[Dataset entries]
■ ■ ■ ■ ■

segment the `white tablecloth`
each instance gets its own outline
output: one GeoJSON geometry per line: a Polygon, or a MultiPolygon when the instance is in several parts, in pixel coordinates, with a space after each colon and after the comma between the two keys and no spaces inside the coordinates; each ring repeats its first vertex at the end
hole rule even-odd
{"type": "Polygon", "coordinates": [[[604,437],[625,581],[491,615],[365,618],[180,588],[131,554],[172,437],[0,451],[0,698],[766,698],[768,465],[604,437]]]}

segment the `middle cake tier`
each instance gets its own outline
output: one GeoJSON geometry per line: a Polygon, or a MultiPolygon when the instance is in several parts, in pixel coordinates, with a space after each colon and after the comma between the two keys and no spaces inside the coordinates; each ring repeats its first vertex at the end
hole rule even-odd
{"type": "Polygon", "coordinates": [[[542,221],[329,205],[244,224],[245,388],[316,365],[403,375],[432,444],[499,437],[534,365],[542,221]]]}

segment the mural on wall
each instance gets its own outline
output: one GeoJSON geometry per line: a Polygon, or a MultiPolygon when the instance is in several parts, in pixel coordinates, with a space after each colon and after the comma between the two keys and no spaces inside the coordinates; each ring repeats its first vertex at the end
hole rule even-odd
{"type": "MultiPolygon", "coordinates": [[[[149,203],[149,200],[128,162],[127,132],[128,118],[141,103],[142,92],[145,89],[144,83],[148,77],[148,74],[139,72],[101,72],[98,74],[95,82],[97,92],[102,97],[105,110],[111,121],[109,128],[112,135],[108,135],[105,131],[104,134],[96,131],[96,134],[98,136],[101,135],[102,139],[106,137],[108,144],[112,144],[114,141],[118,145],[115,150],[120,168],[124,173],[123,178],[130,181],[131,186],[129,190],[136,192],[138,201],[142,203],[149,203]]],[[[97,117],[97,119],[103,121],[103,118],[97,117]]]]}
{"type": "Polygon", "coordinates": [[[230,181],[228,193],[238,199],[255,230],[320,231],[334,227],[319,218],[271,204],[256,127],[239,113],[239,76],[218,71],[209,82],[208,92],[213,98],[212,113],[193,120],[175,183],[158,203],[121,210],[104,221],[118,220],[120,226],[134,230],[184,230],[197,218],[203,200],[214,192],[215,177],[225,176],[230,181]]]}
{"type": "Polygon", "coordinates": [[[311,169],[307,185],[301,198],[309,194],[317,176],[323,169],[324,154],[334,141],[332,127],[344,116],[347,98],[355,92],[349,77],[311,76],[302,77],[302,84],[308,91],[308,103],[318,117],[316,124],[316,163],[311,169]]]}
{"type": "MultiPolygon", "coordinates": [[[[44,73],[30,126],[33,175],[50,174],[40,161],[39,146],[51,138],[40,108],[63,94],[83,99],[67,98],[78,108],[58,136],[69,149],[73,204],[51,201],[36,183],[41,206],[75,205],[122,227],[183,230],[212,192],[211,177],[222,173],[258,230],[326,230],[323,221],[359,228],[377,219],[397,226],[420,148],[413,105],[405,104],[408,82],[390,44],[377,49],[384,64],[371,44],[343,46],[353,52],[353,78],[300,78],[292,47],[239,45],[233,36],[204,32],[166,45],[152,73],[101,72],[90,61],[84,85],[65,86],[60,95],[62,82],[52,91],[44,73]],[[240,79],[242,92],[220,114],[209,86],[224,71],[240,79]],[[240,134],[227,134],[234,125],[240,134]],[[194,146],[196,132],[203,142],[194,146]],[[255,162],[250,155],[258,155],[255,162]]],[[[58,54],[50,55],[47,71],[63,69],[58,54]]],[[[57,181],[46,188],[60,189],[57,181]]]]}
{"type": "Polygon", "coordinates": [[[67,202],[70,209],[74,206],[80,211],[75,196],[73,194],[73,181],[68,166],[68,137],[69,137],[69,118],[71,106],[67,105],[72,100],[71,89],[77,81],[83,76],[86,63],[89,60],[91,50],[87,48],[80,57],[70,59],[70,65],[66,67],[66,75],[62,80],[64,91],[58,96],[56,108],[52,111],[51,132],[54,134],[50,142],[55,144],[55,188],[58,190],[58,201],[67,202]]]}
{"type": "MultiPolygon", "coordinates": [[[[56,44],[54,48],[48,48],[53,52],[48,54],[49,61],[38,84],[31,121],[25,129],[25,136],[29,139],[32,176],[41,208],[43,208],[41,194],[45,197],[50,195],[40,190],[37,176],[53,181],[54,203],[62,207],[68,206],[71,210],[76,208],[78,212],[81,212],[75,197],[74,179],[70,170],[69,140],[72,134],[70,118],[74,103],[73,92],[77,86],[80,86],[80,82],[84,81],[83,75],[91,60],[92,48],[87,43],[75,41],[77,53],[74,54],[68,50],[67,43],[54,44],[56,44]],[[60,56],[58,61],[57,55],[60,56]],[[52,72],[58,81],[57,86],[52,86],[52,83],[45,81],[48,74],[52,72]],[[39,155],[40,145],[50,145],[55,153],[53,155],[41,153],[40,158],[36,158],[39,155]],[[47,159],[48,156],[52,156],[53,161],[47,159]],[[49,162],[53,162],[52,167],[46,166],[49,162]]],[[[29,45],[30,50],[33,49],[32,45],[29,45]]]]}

■ ■ ■ ■ ■

◆ **Your assignment**: Once you have read the records above, please copy them out exactly.

◆ **Problem solution**:
segment the `white tablecloth`
each instance gets its own outline
output: one GeoJSON geometry per line: a Polygon, or a MultiPolygon when the instance is in several parts, in pixel coordinates, with a space after each colon and after the comma between the two keys and no spaces inside the coordinates; each ring repeats its first vertex at the end
hole rule even-odd
{"type": "Polygon", "coordinates": [[[604,437],[625,581],[491,615],[365,618],[180,588],[131,554],[172,437],[0,451],[0,698],[766,698],[768,465],[604,437]]]}

segment the `middle cake tier`
each instance gets its own outline
output: one GeoJSON geometry per line: a Polygon, or a MultiPolygon when the instance is in several parts, in pixel coordinates, with a space after each colon and after the comma between the two keys and no spaces inside the coordinates; each ring repeats its first vertex at the end
hole rule even-odd
{"type": "Polygon", "coordinates": [[[542,221],[329,205],[244,224],[245,388],[316,365],[403,375],[432,444],[499,437],[534,365],[542,221]]]}

segment the mural on wall
each instance gets its own outline
output: one GeoJSON geometry per line: a Polygon, or a MultiPolygon when the instance is in several parts, in pixel coordinates, with a space after each colon and after the comma between the two keys and no spaces inside the coordinates; each ring repeats its first vertex at the end
hole rule even-odd
{"type": "MultiPolygon", "coordinates": [[[[149,203],[149,200],[128,162],[127,132],[128,118],[141,103],[142,92],[145,89],[144,83],[148,77],[148,74],[139,72],[101,72],[98,74],[95,82],[97,92],[102,97],[105,110],[111,121],[109,128],[112,135],[108,135],[105,131],[104,134],[96,131],[96,134],[98,136],[101,135],[102,139],[106,137],[108,144],[112,144],[114,141],[118,145],[115,150],[120,168],[124,173],[123,178],[130,181],[131,186],[129,190],[136,192],[138,201],[142,203],[149,203]]],[[[97,117],[97,119],[103,121],[103,118],[97,117]]]]}
{"type": "Polygon", "coordinates": [[[230,181],[228,193],[238,199],[255,230],[320,231],[334,227],[319,218],[271,204],[256,127],[239,113],[239,76],[218,71],[209,82],[208,92],[213,98],[212,113],[193,120],[175,183],[158,203],[121,210],[104,221],[118,220],[120,226],[134,230],[184,230],[197,218],[203,200],[214,192],[215,177],[225,176],[230,181]]]}
{"type": "Polygon", "coordinates": [[[311,169],[307,185],[301,198],[309,194],[317,176],[323,169],[324,154],[334,141],[332,127],[344,116],[347,98],[355,92],[349,77],[311,76],[302,77],[302,84],[308,91],[308,103],[318,117],[316,124],[316,163],[311,169]]]}
{"type": "MultiPolygon", "coordinates": [[[[44,73],[30,126],[33,175],[50,174],[40,161],[39,146],[51,138],[40,108],[63,94],[83,99],[67,98],[78,108],[58,136],[69,149],[73,204],[51,201],[36,183],[41,206],[75,205],[122,227],[183,230],[212,192],[211,177],[222,173],[258,230],[326,230],[323,221],[359,228],[377,219],[397,226],[420,148],[413,105],[405,104],[408,82],[390,44],[377,49],[384,64],[371,44],[343,46],[353,52],[353,78],[300,78],[292,47],[239,45],[233,36],[204,32],[166,45],[152,73],[101,72],[90,61],[84,85],[65,86],[60,95],[62,82],[52,91],[44,73]],[[240,79],[242,92],[220,114],[209,86],[224,71],[240,79]],[[240,134],[227,134],[234,125],[240,134]],[[194,146],[196,132],[203,142],[194,146]],[[255,162],[250,155],[258,155],[255,162]]],[[[58,54],[50,55],[47,71],[63,69],[58,54]]],[[[57,181],[46,188],[60,189],[57,181]]]]}
{"type": "Polygon", "coordinates": [[[67,202],[70,209],[74,206],[80,211],[75,196],[73,194],[73,181],[68,166],[68,137],[69,137],[69,118],[71,106],[67,105],[72,100],[71,89],[77,81],[83,76],[86,63],[89,60],[91,50],[87,48],[80,57],[70,59],[70,65],[66,67],[66,75],[62,80],[64,91],[58,96],[56,108],[52,111],[51,132],[54,134],[50,142],[55,144],[55,188],[58,190],[58,201],[67,202]]]}
{"type": "MultiPolygon", "coordinates": [[[[56,44],[54,48],[48,48],[53,52],[48,54],[49,61],[38,84],[31,121],[25,129],[25,136],[29,139],[32,176],[41,208],[43,208],[41,194],[45,197],[50,195],[40,190],[37,176],[53,181],[54,203],[62,207],[68,206],[71,210],[76,208],[78,212],[81,212],[75,197],[74,179],[70,170],[69,140],[72,134],[70,118],[74,103],[73,92],[77,86],[80,86],[80,82],[84,81],[83,75],[91,60],[92,48],[87,43],[75,41],[77,53],[74,54],[68,50],[67,43],[54,44],[56,44]],[[60,56],[58,61],[57,55],[60,56]],[[52,72],[58,81],[57,86],[52,86],[52,83],[45,81],[48,74],[52,72]],[[39,155],[40,145],[50,145],[55,153],[53,155],[41,153],[40,158],[36,158],[39,155]],[[47,159],[48,156],[52,156],[53,161],[47,159]],[[49,162],[53,162],[52,167],[46,166],[49,162]]],[[[29,45],[30,50],[33,49],[32,45],[29,45]]]]}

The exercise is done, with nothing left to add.